***** Supplied records
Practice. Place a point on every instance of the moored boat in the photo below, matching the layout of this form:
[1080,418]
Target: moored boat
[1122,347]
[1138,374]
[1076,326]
**********
-- Problem requirements --
Can you write out every one of the lines above, character for character?

-- The reply --
Practice. Place a point on every instance of the moored boat in the photo below, matching the layout of this form:
[1080,418]
Target: moored boat
[1122,347]
[1138,374]
[1076,326]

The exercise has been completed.